Segment Start: Stored data

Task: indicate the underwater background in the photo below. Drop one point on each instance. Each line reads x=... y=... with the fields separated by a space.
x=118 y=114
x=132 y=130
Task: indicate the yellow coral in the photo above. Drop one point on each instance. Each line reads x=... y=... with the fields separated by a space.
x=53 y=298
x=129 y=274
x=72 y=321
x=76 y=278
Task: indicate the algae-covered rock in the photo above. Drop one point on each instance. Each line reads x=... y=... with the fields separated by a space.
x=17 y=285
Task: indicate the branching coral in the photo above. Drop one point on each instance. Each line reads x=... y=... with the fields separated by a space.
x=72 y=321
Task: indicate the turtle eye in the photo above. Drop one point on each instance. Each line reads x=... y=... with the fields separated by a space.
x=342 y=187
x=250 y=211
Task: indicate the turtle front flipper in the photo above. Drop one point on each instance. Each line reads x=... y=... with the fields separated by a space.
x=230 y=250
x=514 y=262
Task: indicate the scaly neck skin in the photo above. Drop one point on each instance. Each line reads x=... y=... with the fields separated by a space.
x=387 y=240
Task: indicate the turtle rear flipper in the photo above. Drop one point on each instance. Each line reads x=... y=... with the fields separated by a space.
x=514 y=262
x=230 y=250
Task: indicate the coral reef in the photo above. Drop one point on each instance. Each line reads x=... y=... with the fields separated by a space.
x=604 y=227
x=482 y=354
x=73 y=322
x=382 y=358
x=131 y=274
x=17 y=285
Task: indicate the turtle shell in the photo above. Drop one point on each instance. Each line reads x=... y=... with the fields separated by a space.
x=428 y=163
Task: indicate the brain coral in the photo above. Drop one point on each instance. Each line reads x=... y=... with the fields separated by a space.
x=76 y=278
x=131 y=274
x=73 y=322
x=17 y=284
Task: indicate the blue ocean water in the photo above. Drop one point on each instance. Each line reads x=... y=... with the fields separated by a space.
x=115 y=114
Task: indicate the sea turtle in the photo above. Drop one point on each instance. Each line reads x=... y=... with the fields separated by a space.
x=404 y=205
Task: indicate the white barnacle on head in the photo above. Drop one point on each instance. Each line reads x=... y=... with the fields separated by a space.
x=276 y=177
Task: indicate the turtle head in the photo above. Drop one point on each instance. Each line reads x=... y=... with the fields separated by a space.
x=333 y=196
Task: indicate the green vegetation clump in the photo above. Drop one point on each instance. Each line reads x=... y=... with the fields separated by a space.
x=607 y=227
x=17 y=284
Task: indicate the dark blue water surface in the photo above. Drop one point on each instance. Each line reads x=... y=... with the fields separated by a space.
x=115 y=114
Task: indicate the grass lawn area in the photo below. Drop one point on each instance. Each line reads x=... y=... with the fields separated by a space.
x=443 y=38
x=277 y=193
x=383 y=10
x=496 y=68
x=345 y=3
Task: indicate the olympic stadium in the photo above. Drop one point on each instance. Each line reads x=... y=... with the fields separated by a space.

Segment End: Stored data

Copy out all of the data. Keep every word unchanged.

◆ Response below
Task: indicate the underwater background in the photo below. Drop one point on each instance. Each line reads x=... y=... with the fields separated by a space.
x=118 y=114
x=132 y=130
Task: indicate the yellow coral in the photo above. Drop one point on each instance. Each line reads x=... y=... with the fields separated by a space.
x=53 y=298
x=129 y=274
x=72 y=321
x=76 y=278
Task: indicate the algae-covered rock in the photo above. Drop one point on each instance. Each line reads x=... y=... with the fields separated by a space.
x=17 y=285
Task: indicate the branching coral in the photo above. Drop one point on each instance. Each line reads x=... y=... with the fields separated by a space.
x=72 y=321
Task: indicate the turtle eye in the photo above. Drop one point on each instance. Each line reads x=... y=... with the fields separated by a space.
x=342 y=187
x=250 y=211
Task: indicate the turtle front flipper in the photo above. Drop one point on each instance. Each line reads x=... y=... with the fields separated by a space.
x=230 y=250
x=514 y=262
Task: indicate the scaly neck skin in the photo above. Drop one point on each instance. Each line reads x=... y=... with the fields separated by a space.
x=387 y=240
Task: indicate the turtle rear flipper in the photo above. Drop one point on each instance. Each line reads x=... y=... with the fields separated by a space.
x=514 y=262
x=230 y=250
Task: indicate the coral reef in the photo above. Drop one point on each instance. Each line reads x=... y=... with the fields separated by a space.
x=604 y=227
x=482 y=354
x=73 y=322
x=382 y=358
x=131 y=274
x=17 y=285
Task: indicate the turtle shell in the photo above. Drop one point on each instance. Each line reads x=... y=... with the fields separated by a space.
x=428 y=163
Task: indicate the brain coral in the photo above. Drop one point on each instance. Each line reads x=... y=... with the fields separated by a space.
x=76 y=278
x=131 y=274
x=73 y=322
x=17 y=284
Task: indicate the blue ocean water in the photo above. Drop one point on each instance. Each line reads x=... y=... with the fields separated by a space.
x=115 y=114
Task: indicate the sea turtle in the photo above. Drop one point on each instance. Each line reads x=... y=... with the fields separated by a space.
x=404 y=205
Task: indicate the white barnacle on head in the photo above. Drop one point on each instance. Each line reads x=... y=... with the fields separated by a space.
x=276 y=177
Task: indicate the turtle head in the photo above. Drop one point on each instance. Each line reads x=... y=... with the fields separated by a space.
x=333 y=196
Task: indicate the green vegetation clump in the photo above. Drop one point on each instance. Each line reads x=... y=... with the fields separated by a space.
x=607 y=227
x=17 y=284
Task: indicate the dark blue water surface in the photo above. Drop one point on each instance. Each line reads x=... y=... with the fields separated by a space.
x=115 y=114
Task: indicate the grass lawn area in the photo below. Drop one point on each instance. Each line reads x=... y=... with the fields separated by a space.
x=443 y=38
x=277 y=193
x=383 y=10
x=496 y=68
x=345 y=3
Task: indicate the olympic stadium in the photo above. Drop one point on each instance. Each line reads x=... y=... with the fields separated by a space.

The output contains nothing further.